Provided passage:
○ ○ ○ ○
WASHINGTON, D.C. — Minimum Wage Workers’ Equal Pay Day, the day that marks how many additional days into the new year a minimum-wage worker must work to earn the same amount she or he did in 2009, when the federal minimum wage was last increased. According to an analsis from the Center of American Progress, a full-time worker earning $7.25 per hour in 2018 would need to work an extra 41 days—more than eight additional working weeks—just to take home the same pay as in 2009.

A full-time minimum-wage worker will lose almost $2,370 in purchasing power—more than 47 times the average tax cut the same worker can expect to temporarily receive from the congressional Republican tax law.

“Even while rising rents have pushed up the cost of living across the country, the federal minimum wage has stayed flat for nearly a decade, forcing people to work longer hours and take on extra jobs just to keep up,” said Rep. Keith Ellison (D-MN), Vice Chair of the Congressional Progressive Caucus and sponsor of the Pay Workers a Living Wage Act. “At a time when CEOs are taking home record bonuses, that is an unconscionable failure of our government. It is past time for those in Congress to stop listening to corporate donors, and start listening to movements like the Fight for $15 by establishing a nationwide living wage to make a real difference in the lives of working people.”

As the minimum wage has lost value, more and more minimum-wage workers now need to turn to programs like Medicaid and nutrition assistance to make ends meet. But instead of raising the poverty-level minimum wage, President Donald Trump and his colleagues in Congress are kicking workers while they’re down. Federal cuts to vital programs are continuing.

For every year that Congress fails to raise the nation’s minimum wage above the poverty wage of $7.25 per hour, inflation will continue to erode low-wage workers’ pay, pushing Minimum Wage Workers’ Equal Pay Day later into the new year.
○ ○ ○ ○
Dataset content:
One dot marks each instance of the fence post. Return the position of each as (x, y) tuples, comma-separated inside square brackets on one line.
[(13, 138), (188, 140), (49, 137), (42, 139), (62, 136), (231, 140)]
○ ○ ○ ○
Apply what you read:
1/ Reproduce from the minimum wage passage everything from "A full-time minimum-wage worker" down to "Republican tax law.".
2/ According to the minimum wage passage, how many extra days would a full-time worker earning $7.25 per hour in 2018 need to work to take home the same pay as in 2009?
The data plays no role in this work.

Solutions for each task:
1/
A full-time minimum-wage worker will lose almost $2,370 in purchasing power—more than 47 times the average tax cut the same worker can expect to temporarily receive from the congressional Republican tax law.

2/ 41 extra days, which is more than eight additional working weeks.